Records ::
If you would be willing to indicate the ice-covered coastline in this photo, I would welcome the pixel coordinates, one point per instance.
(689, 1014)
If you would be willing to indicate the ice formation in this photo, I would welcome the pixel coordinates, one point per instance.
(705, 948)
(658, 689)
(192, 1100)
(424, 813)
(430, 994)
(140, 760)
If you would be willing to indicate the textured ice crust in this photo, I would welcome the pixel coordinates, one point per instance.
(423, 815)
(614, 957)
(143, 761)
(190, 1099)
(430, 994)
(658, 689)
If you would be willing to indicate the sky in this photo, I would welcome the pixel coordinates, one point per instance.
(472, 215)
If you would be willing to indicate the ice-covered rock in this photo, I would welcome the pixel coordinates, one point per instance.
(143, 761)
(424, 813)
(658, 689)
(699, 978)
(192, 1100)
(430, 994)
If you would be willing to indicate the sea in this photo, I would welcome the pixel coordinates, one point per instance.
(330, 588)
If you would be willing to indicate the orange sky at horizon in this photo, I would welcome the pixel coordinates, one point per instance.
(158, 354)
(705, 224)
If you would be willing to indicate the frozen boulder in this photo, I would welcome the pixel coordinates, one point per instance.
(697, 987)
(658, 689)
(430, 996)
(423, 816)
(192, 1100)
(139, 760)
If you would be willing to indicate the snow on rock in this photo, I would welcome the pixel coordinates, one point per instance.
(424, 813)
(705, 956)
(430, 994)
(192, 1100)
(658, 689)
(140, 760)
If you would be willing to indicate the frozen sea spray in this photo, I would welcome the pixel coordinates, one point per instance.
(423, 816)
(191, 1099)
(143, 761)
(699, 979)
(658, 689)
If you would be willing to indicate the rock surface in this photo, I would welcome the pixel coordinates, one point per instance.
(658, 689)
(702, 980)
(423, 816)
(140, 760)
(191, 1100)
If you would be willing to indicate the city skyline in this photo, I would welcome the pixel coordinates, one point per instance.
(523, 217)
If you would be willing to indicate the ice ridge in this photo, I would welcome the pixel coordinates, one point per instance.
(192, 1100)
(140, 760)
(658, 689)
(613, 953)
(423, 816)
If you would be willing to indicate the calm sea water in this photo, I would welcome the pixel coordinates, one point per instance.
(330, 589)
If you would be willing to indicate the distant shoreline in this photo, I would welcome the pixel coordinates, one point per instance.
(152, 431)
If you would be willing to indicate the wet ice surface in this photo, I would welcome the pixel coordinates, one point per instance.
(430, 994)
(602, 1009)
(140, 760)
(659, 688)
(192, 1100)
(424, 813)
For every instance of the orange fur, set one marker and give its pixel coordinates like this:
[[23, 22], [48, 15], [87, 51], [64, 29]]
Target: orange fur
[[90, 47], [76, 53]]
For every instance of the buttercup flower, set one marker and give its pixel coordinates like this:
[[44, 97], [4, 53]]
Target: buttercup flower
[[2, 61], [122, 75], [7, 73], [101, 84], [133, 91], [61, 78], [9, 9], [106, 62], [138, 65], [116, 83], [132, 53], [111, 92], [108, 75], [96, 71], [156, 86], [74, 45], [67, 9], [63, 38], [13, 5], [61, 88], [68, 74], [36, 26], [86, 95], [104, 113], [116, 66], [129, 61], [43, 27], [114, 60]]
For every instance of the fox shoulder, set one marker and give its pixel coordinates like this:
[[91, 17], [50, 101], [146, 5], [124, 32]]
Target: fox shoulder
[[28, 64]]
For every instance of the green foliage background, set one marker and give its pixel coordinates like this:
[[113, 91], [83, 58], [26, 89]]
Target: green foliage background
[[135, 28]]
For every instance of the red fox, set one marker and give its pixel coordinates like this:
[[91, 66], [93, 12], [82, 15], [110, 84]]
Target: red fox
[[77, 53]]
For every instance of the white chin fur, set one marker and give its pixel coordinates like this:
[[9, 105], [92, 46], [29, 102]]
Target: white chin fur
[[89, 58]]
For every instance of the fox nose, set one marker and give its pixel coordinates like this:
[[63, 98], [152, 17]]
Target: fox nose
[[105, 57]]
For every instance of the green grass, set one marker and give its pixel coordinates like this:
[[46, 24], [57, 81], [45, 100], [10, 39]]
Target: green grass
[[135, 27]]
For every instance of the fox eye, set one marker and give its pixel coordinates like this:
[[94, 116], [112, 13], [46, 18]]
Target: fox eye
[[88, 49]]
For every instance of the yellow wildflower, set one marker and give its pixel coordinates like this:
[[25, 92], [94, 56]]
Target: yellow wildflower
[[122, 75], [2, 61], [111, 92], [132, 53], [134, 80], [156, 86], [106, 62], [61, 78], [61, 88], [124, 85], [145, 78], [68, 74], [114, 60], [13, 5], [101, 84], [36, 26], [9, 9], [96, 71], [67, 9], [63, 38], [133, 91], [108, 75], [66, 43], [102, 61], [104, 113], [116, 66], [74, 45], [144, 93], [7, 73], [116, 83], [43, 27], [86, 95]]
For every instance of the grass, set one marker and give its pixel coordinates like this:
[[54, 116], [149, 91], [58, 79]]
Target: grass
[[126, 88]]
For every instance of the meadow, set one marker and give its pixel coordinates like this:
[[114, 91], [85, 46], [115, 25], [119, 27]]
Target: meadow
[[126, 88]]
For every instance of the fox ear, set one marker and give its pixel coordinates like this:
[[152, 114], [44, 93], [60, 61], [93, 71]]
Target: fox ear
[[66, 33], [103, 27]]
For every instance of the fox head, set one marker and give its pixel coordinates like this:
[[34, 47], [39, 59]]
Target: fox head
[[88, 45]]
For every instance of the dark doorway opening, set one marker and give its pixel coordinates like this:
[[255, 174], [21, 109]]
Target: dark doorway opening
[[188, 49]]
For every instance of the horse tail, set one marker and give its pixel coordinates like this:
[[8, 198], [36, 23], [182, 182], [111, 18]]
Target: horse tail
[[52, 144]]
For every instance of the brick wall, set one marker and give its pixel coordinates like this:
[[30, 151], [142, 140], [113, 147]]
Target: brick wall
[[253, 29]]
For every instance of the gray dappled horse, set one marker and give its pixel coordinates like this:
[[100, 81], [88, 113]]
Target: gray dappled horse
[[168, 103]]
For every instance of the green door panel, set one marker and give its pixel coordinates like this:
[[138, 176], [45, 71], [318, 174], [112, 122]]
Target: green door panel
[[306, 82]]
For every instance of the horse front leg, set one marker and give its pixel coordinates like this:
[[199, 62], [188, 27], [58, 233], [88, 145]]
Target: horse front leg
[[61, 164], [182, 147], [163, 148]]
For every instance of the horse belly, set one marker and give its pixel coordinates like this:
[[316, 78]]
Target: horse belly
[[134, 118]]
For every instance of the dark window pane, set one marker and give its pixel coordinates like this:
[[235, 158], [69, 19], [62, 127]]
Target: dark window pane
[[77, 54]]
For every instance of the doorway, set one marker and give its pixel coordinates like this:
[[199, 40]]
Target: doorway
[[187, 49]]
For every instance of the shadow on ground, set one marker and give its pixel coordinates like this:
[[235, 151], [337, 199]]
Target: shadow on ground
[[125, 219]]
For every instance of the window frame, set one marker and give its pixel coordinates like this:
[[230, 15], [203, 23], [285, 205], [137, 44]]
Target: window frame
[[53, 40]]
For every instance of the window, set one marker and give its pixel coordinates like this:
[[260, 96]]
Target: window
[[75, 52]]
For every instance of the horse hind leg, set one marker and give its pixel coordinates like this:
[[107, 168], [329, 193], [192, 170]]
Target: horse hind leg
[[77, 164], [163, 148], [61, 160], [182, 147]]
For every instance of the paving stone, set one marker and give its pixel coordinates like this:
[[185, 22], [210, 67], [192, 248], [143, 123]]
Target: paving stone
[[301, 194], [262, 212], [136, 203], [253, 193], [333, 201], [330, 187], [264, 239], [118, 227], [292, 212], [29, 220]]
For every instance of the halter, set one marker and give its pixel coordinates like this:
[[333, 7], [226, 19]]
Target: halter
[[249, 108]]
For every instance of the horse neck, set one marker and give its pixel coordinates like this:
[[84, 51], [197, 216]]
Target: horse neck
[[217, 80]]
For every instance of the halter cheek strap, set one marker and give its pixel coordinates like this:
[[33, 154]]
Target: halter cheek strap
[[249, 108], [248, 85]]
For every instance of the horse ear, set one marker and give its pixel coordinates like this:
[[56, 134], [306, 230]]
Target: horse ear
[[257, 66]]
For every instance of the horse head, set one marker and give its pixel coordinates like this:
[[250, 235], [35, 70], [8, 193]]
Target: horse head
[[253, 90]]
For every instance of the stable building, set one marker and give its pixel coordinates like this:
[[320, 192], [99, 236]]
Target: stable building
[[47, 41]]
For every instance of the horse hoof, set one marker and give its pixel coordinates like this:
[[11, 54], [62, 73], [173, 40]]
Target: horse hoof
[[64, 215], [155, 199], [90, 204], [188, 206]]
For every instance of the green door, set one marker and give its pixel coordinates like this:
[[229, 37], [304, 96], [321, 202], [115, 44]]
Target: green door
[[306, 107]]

What you are asked to do ::
When you reach the line containing "[[11, 54], [62, 73], [173, 40]]" in the listing, transcribe it and every line after it exactly, through the last line, and add nothing.

Response box ::
[[11, 54], [62, 73], [173, 40]]
Target: horse hoof
[[64, 215], [155, 199], [90, 204], [188, 206]]
For every instance of the green door, set one marker and give its pixel coordinates like this:
[[229, 37], [304, 96], [321, 202], [115, 44]]
Target: green door
[[306, 107]]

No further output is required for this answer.